* _Your objective_:
Once you reach the line containing "find | white collar of jersey" in the data below, restate each line word for word up to and including the one containing "find | player's knee".

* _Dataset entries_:
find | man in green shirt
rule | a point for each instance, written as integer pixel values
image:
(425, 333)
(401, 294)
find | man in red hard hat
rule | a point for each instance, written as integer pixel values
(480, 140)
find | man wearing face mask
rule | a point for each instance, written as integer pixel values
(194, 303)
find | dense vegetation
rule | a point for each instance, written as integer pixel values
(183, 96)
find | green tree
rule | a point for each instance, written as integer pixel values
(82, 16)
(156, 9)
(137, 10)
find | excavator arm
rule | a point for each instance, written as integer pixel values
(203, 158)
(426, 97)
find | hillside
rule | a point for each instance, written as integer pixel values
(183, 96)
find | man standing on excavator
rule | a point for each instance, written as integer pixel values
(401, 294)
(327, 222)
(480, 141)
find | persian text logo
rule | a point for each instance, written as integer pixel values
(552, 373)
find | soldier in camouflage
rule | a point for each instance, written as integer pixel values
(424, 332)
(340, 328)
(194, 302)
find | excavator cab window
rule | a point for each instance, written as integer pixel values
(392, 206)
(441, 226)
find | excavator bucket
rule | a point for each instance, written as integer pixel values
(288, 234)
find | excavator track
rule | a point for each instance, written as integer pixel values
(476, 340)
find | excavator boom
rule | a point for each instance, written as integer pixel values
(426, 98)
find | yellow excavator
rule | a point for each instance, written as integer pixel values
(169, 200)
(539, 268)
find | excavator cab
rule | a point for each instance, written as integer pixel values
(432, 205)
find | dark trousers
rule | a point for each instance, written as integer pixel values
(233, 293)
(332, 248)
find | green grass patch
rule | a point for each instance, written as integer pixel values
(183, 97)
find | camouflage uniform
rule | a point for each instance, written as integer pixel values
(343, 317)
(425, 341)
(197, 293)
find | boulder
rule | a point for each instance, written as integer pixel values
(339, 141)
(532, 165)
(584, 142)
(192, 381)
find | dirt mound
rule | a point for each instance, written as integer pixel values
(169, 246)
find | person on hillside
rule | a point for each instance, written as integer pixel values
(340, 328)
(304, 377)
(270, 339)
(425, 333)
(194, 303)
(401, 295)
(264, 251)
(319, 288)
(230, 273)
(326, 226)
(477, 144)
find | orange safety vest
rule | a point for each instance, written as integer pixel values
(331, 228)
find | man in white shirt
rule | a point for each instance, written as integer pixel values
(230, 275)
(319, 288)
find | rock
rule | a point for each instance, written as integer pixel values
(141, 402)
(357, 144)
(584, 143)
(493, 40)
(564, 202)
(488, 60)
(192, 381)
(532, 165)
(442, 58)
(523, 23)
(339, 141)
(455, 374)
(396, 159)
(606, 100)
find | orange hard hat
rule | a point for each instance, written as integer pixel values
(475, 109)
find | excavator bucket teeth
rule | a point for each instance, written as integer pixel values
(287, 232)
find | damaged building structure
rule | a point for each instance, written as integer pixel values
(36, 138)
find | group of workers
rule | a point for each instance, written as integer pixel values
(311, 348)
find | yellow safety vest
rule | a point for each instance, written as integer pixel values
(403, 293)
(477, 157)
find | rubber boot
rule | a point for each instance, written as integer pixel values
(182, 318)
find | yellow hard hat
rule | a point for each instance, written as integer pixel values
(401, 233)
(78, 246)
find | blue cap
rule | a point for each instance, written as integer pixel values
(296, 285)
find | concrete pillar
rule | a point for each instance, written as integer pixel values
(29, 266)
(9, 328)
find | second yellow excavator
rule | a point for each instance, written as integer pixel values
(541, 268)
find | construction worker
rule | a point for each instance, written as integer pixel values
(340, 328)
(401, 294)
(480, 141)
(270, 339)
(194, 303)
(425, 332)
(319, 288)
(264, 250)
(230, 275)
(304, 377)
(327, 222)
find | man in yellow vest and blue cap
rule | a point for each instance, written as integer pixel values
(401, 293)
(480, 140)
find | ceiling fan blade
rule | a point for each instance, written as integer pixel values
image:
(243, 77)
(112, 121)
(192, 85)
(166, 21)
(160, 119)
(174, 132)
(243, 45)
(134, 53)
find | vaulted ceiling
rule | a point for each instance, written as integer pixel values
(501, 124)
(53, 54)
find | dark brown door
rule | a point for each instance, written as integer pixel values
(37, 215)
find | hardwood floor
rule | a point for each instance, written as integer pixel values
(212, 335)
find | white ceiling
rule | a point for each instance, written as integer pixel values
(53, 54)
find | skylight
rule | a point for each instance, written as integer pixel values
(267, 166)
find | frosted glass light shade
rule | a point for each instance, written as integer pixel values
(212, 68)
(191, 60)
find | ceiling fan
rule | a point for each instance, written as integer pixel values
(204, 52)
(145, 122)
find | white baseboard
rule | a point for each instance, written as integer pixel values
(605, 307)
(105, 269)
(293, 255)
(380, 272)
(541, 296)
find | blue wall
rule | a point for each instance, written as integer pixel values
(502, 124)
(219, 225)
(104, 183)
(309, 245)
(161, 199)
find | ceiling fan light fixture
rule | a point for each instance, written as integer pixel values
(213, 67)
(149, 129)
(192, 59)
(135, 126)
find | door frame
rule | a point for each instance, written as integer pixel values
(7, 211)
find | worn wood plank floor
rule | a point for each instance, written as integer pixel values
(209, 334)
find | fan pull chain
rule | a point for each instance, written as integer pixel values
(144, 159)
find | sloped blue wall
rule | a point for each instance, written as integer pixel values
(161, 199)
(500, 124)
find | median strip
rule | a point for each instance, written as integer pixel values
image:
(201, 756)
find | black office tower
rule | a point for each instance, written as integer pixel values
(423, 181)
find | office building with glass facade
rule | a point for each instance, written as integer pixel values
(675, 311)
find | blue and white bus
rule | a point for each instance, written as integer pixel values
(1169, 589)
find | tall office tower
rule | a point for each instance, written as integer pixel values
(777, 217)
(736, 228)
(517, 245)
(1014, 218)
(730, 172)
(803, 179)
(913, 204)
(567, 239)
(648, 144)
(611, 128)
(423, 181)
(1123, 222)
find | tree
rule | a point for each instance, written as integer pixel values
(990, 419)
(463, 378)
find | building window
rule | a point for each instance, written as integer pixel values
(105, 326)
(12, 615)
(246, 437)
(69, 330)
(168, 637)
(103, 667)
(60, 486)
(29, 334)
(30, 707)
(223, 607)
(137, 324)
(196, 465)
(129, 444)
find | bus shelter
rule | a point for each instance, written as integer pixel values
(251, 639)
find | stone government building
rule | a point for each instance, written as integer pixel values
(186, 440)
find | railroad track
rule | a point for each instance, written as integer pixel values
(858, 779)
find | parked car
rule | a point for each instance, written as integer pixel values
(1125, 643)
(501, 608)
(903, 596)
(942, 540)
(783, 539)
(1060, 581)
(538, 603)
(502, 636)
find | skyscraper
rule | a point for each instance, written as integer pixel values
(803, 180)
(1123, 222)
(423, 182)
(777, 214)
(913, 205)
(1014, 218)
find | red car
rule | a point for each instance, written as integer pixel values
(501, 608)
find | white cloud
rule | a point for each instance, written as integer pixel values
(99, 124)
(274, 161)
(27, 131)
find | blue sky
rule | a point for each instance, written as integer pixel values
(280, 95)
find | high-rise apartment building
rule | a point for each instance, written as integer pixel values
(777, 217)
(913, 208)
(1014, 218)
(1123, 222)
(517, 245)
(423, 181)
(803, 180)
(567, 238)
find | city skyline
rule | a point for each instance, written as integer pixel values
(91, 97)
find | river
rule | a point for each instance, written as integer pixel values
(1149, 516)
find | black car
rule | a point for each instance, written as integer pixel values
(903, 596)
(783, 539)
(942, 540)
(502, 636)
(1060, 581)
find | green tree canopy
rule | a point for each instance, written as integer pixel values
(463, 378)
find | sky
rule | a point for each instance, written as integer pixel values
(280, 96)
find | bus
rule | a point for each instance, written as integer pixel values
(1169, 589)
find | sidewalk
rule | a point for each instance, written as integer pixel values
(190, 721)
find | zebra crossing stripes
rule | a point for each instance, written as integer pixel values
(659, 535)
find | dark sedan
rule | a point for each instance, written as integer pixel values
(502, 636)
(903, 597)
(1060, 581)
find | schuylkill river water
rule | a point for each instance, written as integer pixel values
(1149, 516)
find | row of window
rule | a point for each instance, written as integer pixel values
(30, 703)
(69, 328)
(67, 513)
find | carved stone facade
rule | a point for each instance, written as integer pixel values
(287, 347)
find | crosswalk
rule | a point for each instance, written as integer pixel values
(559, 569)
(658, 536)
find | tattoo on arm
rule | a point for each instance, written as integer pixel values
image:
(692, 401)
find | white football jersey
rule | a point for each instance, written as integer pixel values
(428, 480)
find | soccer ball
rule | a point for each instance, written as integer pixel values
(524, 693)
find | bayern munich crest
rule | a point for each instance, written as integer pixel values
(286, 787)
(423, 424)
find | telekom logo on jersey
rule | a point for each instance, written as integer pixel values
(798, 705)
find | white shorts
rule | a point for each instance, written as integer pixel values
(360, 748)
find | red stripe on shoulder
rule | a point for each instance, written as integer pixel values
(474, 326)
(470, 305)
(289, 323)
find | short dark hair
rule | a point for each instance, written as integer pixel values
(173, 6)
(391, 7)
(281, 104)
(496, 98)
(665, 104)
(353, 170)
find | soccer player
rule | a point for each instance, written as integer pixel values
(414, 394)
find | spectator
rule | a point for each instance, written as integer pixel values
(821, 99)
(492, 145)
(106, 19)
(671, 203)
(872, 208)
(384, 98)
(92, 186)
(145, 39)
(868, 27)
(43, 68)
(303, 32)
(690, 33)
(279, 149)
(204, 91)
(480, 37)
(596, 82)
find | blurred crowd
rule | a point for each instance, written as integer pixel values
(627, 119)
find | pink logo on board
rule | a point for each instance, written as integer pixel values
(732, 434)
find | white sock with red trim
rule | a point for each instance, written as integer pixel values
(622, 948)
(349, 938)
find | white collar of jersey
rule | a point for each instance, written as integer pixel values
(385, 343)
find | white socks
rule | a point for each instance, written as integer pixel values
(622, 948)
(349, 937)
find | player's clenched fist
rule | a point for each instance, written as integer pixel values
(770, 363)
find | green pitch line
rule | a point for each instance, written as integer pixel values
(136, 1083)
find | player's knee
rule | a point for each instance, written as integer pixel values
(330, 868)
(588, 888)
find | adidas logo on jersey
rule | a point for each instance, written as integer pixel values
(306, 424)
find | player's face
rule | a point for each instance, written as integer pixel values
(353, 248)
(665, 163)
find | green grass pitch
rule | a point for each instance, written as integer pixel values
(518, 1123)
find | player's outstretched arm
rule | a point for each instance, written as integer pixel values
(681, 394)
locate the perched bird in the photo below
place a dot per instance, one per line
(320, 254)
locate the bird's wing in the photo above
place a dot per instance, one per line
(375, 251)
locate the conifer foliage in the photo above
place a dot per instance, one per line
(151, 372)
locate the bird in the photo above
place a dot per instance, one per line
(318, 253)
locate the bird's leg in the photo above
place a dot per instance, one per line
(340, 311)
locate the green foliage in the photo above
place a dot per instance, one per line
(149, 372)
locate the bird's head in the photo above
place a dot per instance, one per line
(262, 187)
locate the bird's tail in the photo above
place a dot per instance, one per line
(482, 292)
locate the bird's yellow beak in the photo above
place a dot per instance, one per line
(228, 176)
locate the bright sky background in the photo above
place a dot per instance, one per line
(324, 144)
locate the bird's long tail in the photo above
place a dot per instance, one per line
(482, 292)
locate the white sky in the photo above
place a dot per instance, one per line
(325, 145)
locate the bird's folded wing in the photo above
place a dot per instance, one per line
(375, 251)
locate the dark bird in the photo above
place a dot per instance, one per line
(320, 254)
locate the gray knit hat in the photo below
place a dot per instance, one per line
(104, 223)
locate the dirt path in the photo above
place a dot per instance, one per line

* _Output of the exercise_:
find | white collar of jersey
rule | a point for each instance, written as integer pixel values
(385, 343)
find | white socks
rule | a point for each instance, written as integer pixel values
(622, 948)
(349, 937)
find | player's clenched fist
rule | a point for each instance, written as integer pixel values
(770, 363)
find | green pitch line
rule | a point for each instance, written as integer pixel values
(136, 1083)
find | player's knee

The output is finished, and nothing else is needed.